PAGE EXCERPT:
____________________
Next, we do a random shuffle of the data in case there is any inherent ordering to the CSV file.

In [4]:
df_full = df_full.sample(n=len(df_full), shuffle=True, seed=0)

## Columns to Retain

This is a curated list of features to start with that removes mostly null columns and also removes features that seem to be observed after a loan has been issued.

In [5]:
keep_list = ['loan_status','funded_amnt','addr_state', 'annual_inc', \
'application_type','dti', 'earliest_cr_line', 'emp_length',\
'emp_title', 'fico_range_high',\
'fico_range_low', 'grade', 'home_ownership', 'id', 'initial_list_status', \
'installment', 'int_rate', 'loan_amnt', \
'mort_acc', 'open_acc', 'pub_rec', 'pub_rec_bankruptcies', \
'purpose', 'revol_bal', 'revol_util', \
'sub_grade', 'term', 'title', 'total_acc',\
'verification_status', 'zip_code','last_pymnt_amnt',\
'num_actv_rev_tl', 'mo_sin_rcnt_rev_tl_op',\
'mo_sin_old_rev_tl_op',"bc_util","bc_open_to_buy",\
"avg_cur_bal","acc_open_past_24mths" ]

# Determining Training and Testing Set Size

I am going to use 70% of the data for training, and 30% of the data for testing.
____________________
TASK REQUIREMENTS:
a - Answer these questions about the notebook excerpt:
(i) What seed value is passed when the data is shuffled?
(ii) What percentage of the data is set aside for testing?
(iii) What is the name of the variable that holds the curated list of features?
b - Reproduce the notebook excerpt from "## Columns to" up to and including "has been issued.".
c - State whether each statement agrees with the notebook excerpt, and quote the words that decide it:
(i) The data is shuffled in case the CSV file has some inherent ordering.
(ii) The curated list retains features that seem to be observed after a loan has been issued.
(iii) Half of the data is used for training.
____________________
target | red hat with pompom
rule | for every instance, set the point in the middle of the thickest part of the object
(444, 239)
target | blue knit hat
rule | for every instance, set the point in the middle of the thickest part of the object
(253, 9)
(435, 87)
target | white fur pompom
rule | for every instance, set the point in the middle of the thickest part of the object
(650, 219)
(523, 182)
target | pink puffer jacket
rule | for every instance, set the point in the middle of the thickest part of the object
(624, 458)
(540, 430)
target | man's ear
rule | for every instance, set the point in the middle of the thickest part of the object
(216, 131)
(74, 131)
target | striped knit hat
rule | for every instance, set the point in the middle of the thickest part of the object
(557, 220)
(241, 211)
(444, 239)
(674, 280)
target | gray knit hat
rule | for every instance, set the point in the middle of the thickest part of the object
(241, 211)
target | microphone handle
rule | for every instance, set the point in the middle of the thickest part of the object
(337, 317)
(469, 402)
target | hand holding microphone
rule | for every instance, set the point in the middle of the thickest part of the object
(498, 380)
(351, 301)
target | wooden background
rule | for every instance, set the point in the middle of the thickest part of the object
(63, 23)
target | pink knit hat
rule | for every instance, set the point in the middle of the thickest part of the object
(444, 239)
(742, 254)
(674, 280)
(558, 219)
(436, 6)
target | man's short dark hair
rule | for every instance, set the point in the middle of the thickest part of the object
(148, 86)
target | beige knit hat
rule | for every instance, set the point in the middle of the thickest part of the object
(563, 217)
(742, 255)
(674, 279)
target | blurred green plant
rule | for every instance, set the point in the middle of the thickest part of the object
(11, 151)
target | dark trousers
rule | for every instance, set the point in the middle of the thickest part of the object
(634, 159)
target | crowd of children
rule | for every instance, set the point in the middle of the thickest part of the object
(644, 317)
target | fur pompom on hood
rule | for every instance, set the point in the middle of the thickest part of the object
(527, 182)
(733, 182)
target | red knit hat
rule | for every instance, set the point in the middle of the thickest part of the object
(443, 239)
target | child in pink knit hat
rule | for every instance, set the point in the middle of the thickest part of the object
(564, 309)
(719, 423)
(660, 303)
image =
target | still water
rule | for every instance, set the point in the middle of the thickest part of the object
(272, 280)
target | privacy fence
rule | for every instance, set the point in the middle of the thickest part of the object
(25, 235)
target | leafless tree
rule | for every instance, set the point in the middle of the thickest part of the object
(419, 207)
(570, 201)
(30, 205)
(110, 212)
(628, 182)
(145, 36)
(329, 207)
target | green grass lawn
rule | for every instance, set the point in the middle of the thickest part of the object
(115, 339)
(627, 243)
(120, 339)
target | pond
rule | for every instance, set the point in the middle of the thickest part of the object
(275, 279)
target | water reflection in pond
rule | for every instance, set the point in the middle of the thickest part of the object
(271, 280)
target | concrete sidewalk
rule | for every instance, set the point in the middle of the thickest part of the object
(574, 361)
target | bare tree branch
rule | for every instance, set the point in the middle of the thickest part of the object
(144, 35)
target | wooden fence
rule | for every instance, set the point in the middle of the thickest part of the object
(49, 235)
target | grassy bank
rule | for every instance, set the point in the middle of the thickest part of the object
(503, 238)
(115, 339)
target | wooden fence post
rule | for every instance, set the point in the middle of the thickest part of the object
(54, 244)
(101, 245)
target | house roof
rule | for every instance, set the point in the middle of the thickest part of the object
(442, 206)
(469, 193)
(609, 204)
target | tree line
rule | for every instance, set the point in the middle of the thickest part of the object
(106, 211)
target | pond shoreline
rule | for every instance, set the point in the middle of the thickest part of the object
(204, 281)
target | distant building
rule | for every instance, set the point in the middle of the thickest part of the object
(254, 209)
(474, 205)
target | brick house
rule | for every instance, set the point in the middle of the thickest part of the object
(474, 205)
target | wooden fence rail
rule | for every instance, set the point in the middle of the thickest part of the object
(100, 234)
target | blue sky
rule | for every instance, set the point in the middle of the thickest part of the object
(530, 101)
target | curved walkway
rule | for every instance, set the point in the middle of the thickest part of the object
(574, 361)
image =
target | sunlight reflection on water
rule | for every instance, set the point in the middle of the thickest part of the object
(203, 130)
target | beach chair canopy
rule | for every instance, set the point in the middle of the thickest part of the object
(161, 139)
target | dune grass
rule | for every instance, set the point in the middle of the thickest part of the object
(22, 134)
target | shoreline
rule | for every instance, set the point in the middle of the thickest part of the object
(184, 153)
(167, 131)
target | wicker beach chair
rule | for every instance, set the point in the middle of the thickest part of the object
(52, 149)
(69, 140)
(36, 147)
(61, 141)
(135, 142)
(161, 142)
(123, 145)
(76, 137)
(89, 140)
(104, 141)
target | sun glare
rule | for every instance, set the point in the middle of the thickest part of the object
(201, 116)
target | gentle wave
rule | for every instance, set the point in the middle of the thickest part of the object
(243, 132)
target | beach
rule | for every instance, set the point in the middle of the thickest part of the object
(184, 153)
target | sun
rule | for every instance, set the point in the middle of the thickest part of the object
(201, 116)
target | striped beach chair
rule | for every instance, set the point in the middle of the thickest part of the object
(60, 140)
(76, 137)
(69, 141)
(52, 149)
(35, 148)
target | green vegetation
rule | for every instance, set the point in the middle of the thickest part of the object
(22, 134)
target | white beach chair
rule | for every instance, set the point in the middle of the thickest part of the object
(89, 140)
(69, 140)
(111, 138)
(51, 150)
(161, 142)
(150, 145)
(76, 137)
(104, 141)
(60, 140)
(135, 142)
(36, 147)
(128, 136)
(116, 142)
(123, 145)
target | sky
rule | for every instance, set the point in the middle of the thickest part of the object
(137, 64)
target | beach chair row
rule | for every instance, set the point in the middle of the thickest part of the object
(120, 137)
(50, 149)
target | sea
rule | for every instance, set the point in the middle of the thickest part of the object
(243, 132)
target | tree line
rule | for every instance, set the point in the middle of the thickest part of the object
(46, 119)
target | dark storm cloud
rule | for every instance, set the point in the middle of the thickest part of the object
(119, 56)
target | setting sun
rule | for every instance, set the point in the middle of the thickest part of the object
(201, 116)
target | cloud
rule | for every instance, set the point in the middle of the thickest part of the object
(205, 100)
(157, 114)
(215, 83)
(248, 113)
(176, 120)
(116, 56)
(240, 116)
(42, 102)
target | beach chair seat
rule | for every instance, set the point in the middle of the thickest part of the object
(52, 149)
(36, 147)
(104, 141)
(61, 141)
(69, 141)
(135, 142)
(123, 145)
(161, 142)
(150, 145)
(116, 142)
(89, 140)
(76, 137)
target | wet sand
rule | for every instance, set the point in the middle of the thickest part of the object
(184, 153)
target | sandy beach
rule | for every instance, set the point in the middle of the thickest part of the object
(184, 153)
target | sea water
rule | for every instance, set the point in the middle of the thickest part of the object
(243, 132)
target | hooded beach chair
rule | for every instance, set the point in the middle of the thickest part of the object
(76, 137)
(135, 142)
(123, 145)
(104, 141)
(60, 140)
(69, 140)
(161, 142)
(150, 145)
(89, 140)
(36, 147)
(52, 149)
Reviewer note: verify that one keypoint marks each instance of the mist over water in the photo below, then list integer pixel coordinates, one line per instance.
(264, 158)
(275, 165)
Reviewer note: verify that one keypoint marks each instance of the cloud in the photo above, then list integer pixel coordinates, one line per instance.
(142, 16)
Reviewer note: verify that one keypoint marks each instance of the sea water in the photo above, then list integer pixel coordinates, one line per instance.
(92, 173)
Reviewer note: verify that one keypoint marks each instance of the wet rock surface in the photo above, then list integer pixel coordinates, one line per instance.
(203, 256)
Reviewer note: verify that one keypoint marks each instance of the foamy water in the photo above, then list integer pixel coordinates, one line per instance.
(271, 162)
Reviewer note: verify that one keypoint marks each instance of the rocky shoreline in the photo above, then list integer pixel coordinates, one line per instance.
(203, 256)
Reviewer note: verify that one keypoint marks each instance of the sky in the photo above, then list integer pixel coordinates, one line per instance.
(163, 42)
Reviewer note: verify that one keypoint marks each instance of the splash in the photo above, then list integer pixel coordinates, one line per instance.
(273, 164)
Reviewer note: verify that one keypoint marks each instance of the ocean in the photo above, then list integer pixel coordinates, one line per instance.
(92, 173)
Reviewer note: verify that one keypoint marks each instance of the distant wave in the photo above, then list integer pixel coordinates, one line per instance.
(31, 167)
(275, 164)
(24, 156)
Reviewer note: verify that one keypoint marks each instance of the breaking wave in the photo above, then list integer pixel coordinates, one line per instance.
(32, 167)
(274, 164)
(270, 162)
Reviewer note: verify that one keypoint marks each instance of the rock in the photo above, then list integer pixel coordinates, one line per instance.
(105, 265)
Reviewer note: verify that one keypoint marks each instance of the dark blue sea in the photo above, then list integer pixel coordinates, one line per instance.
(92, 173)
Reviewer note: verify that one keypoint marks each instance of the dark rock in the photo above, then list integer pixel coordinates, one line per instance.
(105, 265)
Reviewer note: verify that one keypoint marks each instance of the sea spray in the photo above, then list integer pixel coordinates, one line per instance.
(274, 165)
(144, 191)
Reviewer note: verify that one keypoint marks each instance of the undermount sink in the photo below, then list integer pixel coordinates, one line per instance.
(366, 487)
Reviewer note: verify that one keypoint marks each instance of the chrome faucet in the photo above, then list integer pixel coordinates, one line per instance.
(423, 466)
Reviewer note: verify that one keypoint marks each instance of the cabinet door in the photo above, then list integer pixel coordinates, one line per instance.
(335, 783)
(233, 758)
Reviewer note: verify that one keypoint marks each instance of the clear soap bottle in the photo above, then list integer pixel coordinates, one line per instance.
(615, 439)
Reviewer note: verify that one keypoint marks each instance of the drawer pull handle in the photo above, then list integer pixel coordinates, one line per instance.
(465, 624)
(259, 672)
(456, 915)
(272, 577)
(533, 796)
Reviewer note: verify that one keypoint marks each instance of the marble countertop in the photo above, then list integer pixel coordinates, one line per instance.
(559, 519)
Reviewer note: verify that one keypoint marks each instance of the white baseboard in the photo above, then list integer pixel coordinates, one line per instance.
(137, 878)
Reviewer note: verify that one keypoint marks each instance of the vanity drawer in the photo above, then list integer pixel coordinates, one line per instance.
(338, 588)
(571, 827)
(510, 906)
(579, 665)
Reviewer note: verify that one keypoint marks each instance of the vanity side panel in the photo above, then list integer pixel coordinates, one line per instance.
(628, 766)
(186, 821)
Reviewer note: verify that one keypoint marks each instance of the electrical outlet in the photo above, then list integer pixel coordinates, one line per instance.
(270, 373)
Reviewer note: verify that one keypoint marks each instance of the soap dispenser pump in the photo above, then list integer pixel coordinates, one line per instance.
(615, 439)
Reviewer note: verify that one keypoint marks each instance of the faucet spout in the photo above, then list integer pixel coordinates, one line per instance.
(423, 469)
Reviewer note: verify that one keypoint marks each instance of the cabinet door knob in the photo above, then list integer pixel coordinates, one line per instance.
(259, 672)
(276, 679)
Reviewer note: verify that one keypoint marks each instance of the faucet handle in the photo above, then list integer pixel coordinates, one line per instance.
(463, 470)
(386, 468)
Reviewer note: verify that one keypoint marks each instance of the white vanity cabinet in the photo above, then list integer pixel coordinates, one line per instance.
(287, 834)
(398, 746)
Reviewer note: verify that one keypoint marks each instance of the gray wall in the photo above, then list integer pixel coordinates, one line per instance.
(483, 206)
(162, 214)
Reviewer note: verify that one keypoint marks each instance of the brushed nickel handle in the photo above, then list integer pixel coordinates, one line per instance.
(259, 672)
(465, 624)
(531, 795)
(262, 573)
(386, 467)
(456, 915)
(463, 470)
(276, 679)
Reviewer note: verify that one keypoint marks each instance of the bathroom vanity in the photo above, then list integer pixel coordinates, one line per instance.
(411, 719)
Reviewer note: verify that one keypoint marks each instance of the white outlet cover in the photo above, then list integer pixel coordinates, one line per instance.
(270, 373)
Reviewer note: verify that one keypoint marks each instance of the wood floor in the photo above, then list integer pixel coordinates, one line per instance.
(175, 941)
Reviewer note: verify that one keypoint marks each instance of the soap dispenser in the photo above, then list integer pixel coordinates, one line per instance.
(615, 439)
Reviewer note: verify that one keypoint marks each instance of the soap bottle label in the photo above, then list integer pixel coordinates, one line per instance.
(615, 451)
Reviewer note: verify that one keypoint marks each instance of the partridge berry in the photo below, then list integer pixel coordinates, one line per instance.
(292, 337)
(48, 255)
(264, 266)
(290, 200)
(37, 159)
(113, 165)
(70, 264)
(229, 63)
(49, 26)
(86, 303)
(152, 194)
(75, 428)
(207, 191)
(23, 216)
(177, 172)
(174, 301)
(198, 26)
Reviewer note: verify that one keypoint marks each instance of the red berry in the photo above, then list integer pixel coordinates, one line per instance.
____________________
RESULTS:
a -
(i) 0
(ii) 30%
(iii) keep_list

b -
## Columns to Retain

This is a curated list of features to start with that removes mostly null columns and also removes features that seem to be observed after a loan has been issued.

c -
(i) Yes: "in case there is any inherent ordering to the CSV file"
(ii) No: "also removes features that seem to be observed after a loan has been issued"
(iii) No: "I am going to use 70% of the data for training"